**WHAT IS EXPECTED:**
The entries below should be given again exactly, minus their pictures.

**SUPPLIED ENTRIES:**
-- start --

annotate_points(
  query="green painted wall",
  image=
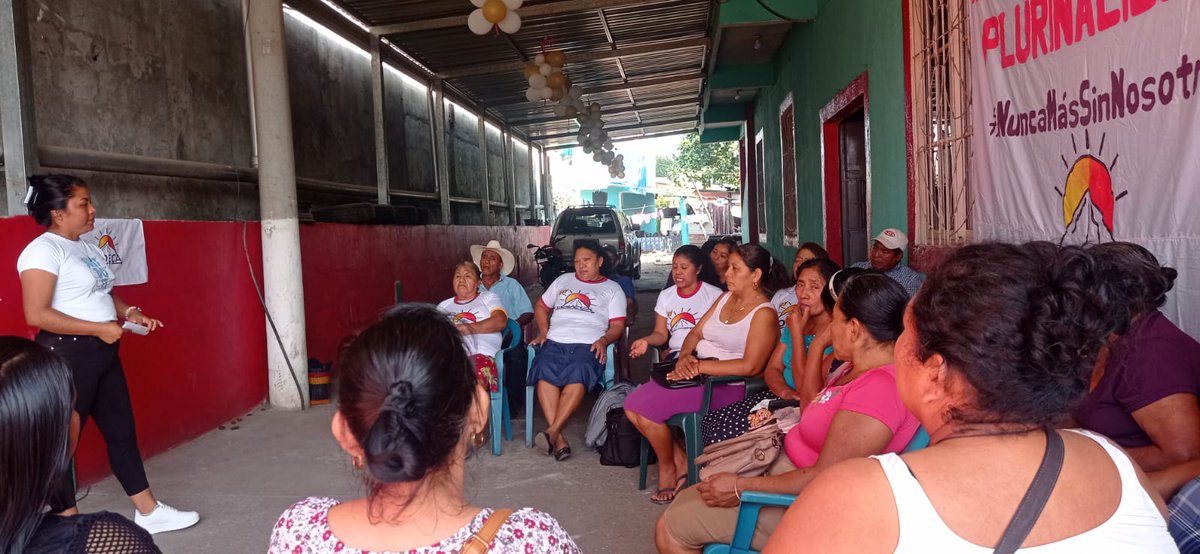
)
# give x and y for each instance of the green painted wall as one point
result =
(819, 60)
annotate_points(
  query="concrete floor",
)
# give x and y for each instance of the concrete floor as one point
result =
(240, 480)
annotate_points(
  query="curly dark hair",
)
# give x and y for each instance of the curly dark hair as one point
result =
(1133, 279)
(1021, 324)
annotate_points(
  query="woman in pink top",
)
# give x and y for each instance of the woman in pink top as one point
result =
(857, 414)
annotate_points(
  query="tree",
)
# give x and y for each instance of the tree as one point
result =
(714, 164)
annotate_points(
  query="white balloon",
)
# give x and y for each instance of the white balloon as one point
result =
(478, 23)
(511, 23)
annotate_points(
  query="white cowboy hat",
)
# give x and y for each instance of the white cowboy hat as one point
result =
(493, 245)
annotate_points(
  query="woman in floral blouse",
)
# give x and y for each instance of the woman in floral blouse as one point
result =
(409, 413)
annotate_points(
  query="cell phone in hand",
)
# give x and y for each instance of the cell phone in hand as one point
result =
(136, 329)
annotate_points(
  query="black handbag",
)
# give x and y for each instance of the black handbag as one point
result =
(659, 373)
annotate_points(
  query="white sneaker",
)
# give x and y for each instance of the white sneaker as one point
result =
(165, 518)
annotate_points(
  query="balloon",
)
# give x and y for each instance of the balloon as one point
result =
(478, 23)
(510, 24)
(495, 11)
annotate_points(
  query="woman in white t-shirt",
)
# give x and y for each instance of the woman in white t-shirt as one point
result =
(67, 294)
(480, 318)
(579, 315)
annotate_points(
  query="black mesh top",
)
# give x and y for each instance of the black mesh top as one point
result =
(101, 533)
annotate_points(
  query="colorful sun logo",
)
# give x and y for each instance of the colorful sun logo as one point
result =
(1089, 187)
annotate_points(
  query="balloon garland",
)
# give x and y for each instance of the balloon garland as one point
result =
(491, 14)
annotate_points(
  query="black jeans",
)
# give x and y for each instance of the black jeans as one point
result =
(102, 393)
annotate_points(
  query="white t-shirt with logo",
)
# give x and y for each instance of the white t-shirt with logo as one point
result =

-- end --

**SOLUTION TO THIS PROBLEM:**
annotate_points(
  query="green painted wall",
  image=
)
# give x and y for each instance of the green painted wall as one point
result =
(819, 60)
annotate_points(
  query="concrete floor",
)
# give x and y for each instance of the concrete floor as one point
result =
(240, 480)
annotate_points(
  query="curly dark hair",
)
# give x and y for each instance of the curly dark hair as one point
result =
(1133, 279)
(1021, 324)
annotate_points(
  query="woman in pink top",
)
# give x and y for each instance of the woman in pink top as one point
result =
(857, 414)
annotate_points(
  query="tree",
)
# give x and y for each instance of the tree as one point
result =
(714, 164)
annotate_points(
  query="white balloon",
)
# give x and y for each instance of the white balloon as one point
result =
(478, 23)
(511, 23)
annotate_points(
  query="white cowboy hat",
)
# give x and y for each instance of the white cowboy hat as one point
result =
(493, 245)
annotate_points(
  query="woman in floral blouse",
)
# give x and y for each instance of the woman in floral blouse as one point
result =
(409, 413)
annotate_points(
  query="cell phone in hand",
)
# give x and y for each instance of the cell phone in hand as one point
result =
(136, 329)
annotate_points(
  query="black handbag",
)
# give x and y for each instance of the black handbag as one point
result =
(659, 373)
annotate_points(
  query="white sneaker",
)
# give x and y for each instance of the white sneaker as one point
result =
(165, 518)
annotate_points(
  query="balloon",
)
# give x and y for each instance of the balloon as one point
result =
(478, 23)
(510, 24)
(495, 11)
annotate_points(
  query="woman in white t-shirt",
)
# give x and y for each instance of the woman in white t-shirt as one point
result =
(67, 294)
(480, 318)
(579, 315)
annotate_points(
  query="black mesh top",
)
# give x and y for each instance of the black mesh top as one point
result =
(101, 533)
annotate_points(
  query="colorful sun logo",
)
# give x and y for each instance of the colorful sun logo as one point
result =
(1089, 187)
annotate_points(
  query="balloon garland",
)
# give x and y for each instance of the balloon garland as one point
result =
(491, 14)
annotate_points(
  query="black jeans",
)
# give x and y for each instance of the black jeans as one point
result =
(102, 393)
annotate_points(
  query="white t-shirt with logo",
)
# give x and y for each instance of the white t-shirt with logo as one point
result =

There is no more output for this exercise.